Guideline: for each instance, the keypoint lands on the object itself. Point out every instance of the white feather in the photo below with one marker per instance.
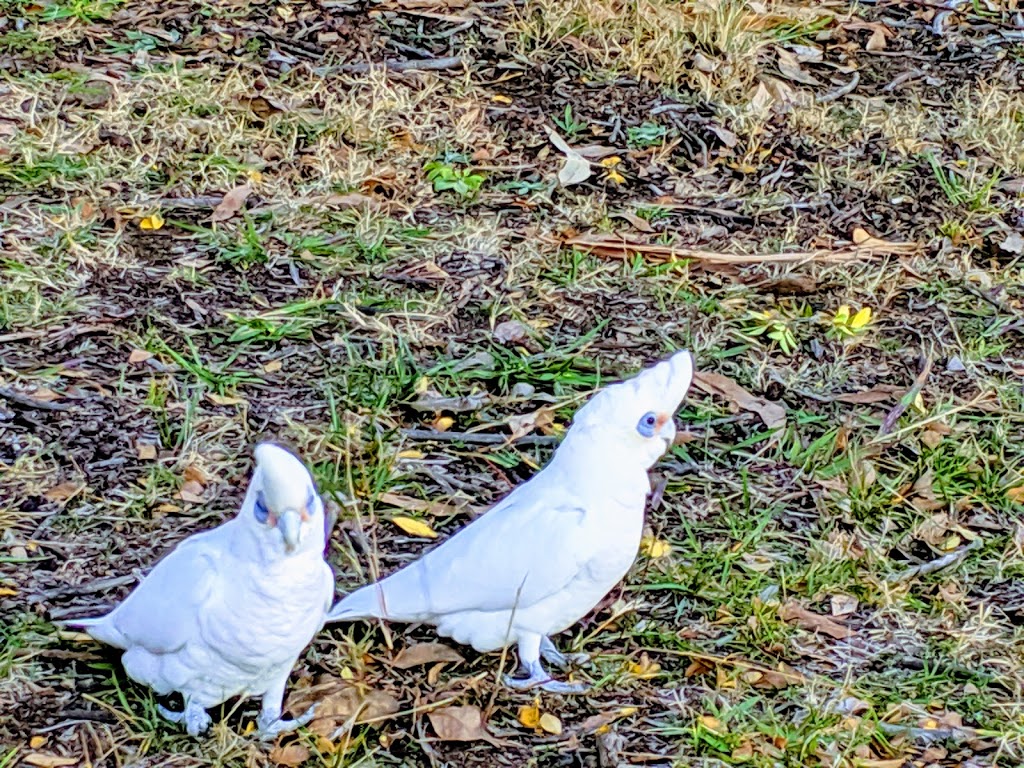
(228, 610)
(546, 554)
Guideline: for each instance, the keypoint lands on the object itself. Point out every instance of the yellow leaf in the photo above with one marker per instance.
(153, 221)
(712, 724)
(861, 318)
(415, 527)
(551, 724)
(654, 548)
(220, 399)
(529, 715)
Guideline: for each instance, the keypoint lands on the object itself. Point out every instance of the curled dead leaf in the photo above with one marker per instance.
(808, 620)
(772, 414)
(423, 653)
(461, 724)
(231, 203)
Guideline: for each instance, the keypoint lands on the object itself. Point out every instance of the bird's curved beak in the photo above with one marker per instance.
(290, 525)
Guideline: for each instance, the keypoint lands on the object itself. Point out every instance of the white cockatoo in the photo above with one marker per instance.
(546, 554)
(228, 611)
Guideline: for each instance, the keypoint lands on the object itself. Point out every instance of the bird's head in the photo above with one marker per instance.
(283, 501)
(635, 417)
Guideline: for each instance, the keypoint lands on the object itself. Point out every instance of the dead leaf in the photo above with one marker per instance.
(510, 332)
(415, 527)
(878, 393)
(291, 755)
(64, 492)
(877, 41)
(460, 724)
(423, 653)
(794, 611)
(145, 451)
(42, 760)
(867, 242)
(576, 169)
(788, 65)
(637, 222)
(220, 399)
(551, 724)
(843, 605)
(192, 492)
(231, 204)
(523, 425)
(339, 701)
(771, 414)
(529, 715)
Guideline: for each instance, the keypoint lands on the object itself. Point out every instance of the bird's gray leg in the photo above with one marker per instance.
(552, 655)
(538, 677)
(270, 722)
(197, 719)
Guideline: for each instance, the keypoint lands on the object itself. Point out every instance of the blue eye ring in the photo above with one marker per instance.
(647, 424)
(260, 512)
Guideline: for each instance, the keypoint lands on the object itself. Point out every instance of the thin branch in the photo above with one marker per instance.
(938, 563)
(479, 438)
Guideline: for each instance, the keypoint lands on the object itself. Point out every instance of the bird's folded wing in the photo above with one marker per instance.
(161, 613)
(523, 550)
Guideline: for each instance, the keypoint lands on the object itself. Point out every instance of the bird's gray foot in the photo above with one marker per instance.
(271, 725)
(552, 655)
(197, 719)
(539, 678)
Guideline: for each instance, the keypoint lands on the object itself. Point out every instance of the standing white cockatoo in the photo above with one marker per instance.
(228, 611)
(546, 554)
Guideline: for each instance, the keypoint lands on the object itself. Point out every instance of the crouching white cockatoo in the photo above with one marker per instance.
(228, 611)
(546, 554)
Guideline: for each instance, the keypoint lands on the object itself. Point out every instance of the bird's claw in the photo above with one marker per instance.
(271, 727)
(552, 655)
(545, 683)
(197, 719)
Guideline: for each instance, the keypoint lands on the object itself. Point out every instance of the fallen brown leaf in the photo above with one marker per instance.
(42, 760)
(808, 620)
(339, 701)
(461, 724)
(291, 755)
(231, 204)
(64, 492)
(771, 414)
(422, 653)
(878, 393)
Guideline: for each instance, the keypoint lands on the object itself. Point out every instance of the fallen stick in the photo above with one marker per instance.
(479, 438)
(448, 62)
(937, 564)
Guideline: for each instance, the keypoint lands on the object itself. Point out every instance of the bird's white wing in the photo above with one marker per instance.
(527, 548)
(160, 614)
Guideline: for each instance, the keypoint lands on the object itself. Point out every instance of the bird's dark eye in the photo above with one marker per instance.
(260, 511)
(647, 424)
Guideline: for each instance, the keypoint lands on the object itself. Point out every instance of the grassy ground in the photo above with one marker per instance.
(834, 574)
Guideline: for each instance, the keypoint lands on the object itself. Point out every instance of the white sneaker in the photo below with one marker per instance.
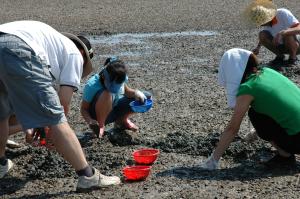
(5, 169)
(96, 181)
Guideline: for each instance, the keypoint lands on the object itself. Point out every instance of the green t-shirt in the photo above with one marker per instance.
(276, 96)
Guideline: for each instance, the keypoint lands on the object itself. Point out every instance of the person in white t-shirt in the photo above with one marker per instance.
(275, 21)
(32, 54)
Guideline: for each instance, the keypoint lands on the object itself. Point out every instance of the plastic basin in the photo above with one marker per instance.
(145, 156)
(136, 173)
(140, 107)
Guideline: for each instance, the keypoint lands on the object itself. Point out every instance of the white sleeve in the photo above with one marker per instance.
(287, 18)
(71, 71)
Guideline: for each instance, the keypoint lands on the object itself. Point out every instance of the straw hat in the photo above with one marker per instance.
(88, 67)
(260, 12)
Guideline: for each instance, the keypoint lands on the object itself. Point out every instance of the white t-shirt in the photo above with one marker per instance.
(56, 50)
(284, 20)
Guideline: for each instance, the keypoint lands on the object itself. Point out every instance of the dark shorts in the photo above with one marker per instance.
(269, 130)
(26, 86)
(119, 110)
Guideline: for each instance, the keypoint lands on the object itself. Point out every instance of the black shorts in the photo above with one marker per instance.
(269, 130)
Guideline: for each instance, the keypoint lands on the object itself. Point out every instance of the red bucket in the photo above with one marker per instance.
(145, 156)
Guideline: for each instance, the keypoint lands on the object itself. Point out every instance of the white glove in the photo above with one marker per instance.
(140, 96)
(210, 164)
(251, 136)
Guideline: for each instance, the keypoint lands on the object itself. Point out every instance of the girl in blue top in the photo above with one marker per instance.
(106, 98)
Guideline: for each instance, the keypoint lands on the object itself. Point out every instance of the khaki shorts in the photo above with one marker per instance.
(26, 86)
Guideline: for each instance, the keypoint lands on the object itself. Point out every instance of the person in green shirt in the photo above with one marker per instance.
(272, 103)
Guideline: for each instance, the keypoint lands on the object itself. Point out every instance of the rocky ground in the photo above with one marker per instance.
(178, 64)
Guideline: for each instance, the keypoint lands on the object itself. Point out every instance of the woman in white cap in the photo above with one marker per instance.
(274, 22)
(272, 103)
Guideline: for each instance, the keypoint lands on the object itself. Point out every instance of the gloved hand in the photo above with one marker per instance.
(140, 96)
(210, 164)
(251, 136)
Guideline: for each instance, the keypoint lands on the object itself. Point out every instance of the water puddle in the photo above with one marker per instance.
(135, 45)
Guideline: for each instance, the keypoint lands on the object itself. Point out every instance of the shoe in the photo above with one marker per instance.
(4, 169)
(279, 161)
(96, 181)
(12, 144)
(278, 60)
(291, 62)
(251, 136)
(128, 124)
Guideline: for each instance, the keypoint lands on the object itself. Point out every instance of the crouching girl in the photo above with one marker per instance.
(272, 103)
(106, 98)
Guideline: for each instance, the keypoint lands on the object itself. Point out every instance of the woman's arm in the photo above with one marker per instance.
(129, 92)
(134, 93)
(65, 94)
(242, 106)
(84, 110)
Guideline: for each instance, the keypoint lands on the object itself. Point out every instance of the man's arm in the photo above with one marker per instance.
(65, 94)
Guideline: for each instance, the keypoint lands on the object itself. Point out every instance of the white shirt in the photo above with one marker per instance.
(56, 50)
(285, 19)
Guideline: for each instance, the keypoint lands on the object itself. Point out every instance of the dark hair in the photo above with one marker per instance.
(251, 64)
(116, 69)
(86, 43)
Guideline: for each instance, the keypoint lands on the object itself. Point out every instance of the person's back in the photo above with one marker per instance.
(271, 89)
(54, 49)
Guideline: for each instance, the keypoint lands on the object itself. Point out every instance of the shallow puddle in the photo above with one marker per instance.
(135, 45)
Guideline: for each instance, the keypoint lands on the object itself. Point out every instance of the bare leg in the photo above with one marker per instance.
(67, 144)
(281, 151)
(292, 45)
(3, 136)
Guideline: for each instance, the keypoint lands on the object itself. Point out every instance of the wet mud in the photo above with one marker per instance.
(168, 55)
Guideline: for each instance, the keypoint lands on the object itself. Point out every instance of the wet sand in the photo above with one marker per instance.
(189, 110)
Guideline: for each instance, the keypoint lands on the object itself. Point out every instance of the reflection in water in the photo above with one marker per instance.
(135, 45)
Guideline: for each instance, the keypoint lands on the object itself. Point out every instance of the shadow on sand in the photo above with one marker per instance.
(242, 172)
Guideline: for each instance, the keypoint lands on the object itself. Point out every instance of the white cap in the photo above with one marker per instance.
(231, 71)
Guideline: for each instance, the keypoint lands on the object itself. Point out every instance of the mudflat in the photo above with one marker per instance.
(173, 49)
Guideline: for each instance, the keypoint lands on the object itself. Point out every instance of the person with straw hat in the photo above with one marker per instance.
(32, 55)
(272, 103)
(264, 13)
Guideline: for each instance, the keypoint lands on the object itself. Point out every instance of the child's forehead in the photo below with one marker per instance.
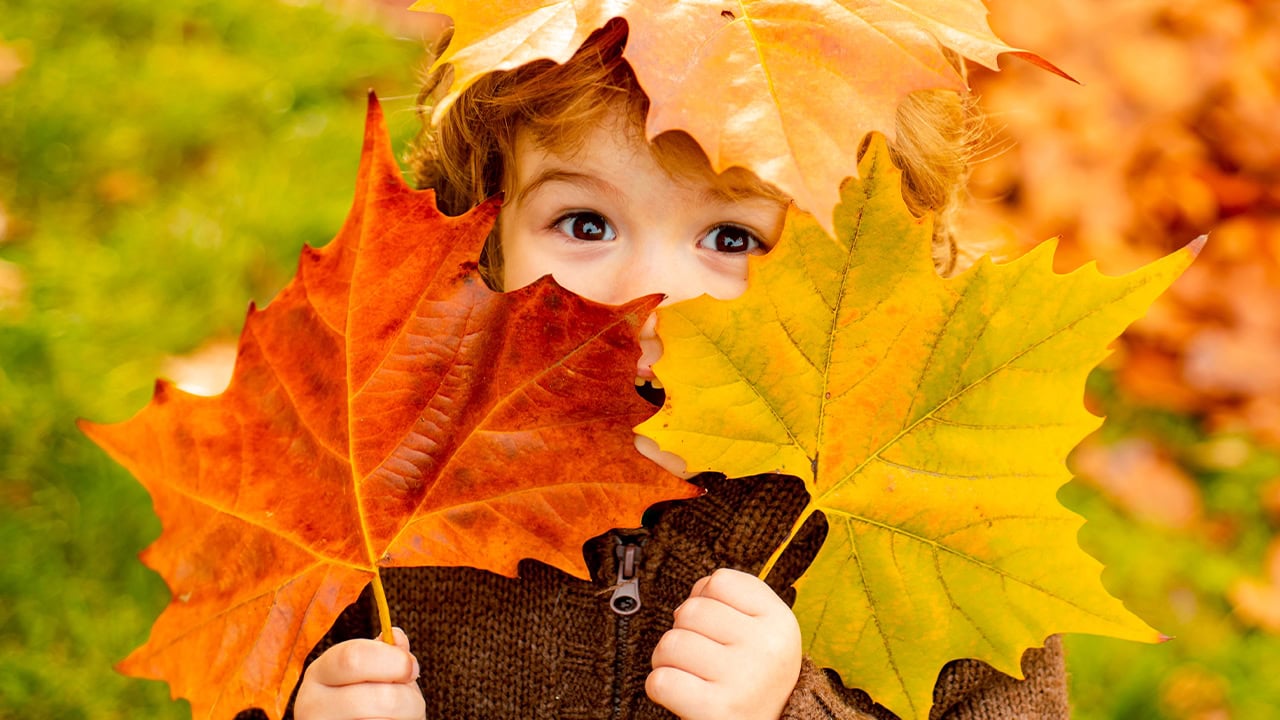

---+---

◆ **Task prompt**: Edit the rows from the line that has "of the mudflat" through the end of the rows, changing "straw hat" to "sun hat" and keeping everything else the same. Leave the pictures out of your answer.

◆ **Output for this exercise**:
Guideline: for each instance, the keypoint lands on the object itself. Point out every instance of the mudflat in the photo above with one marker per instance.
(173, 49)
Guideline: for each instance, the keypoint lands on the object itself. Point out every instance of the person with sun hat in the photo above with one marker per instance.
(32, 55)
(272, 103)
(264, 13)
Guideline: for each instance, the keypoint lands on the object itself. Point out every instance of the child's forehead in the photo below with one marker per instance.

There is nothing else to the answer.